* [Exercises to complete]
[1] Set down the passage of the October 15 text from "October 15, 1975:  journalist" to "Jan 1, 1976)", word for word.
[2] Name every person mentioned in the October 15 text.
[3] Say whether each statement agrees with the October 15 text, answering yes or no and quoting the words that decide it: (a) Happersett turned Minor away because she was a woman. (b) Against Our Will came out in 1976. (c) Minor acted alone, with no other women attempting to vote.

* [Supplied text]
◇ ◇ ◇ ◇ ◇

October 15 Peace Love Activism

October 15 Peace Love Activism

FEMINISM

Voting Rights

October 15 Peace Love Activism

October 15, 1872:  Virginia Minor tried to register to vote for the upcoming election, but was refused by St. Louis' sixth district registrar, Reese Happersett. Happersett refused to register Minor because she was female, thus provoking a civil suit brought by Virginia and her lawyer husband, Francis Minor. Minor's action was part of a nation-wide pattern of civil disobedience, in which hundreds of women across the country attempted to vote. (see Nov 5)
Against Our Will

October 15 Peace Love Activism

October 15, 1975:  journalist and historian Susan Brownmiller published Against Our Will: Men, Women, and Rape. The book addressed social, political, and historical attitudes toward rape as well as the longstanding legal inequalities between men and women. Brownmiller is the first to use the term "date rape." (see Jan 1, 1976)

◇ ◇ ◇ ◇ ◇

Excerpt from a dataset:
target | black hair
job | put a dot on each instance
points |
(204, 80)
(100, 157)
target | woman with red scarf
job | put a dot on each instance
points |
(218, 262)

◇ ◇ ◇ ◇ ◇

* [Solution list]
[1]
October 15, 1975:  journalist and historian Susan Brownmiller published Against Our Will: Men, Women, and Rape. The book addressed social, political, and historical attitudes toward rape as well as the longstanding legal inequalities between men and women. Brownmiller is the first to use the term "date rape." (see Jan 1, 1976)

[2] Virginia Minor, Reese Happersett, Francis Minor, Susan Brownmiller

[3]
(a) Yes: "Happersett refused to register Minor because she was female"
(b) No: "October 15, 1975:  journalist and historian Susan Brownmiller published Against Our Will"
(c) No: "Minor's action was part of a nation-wide pattern of civil disobedience, in which hundreds of women across the country attempted to vote"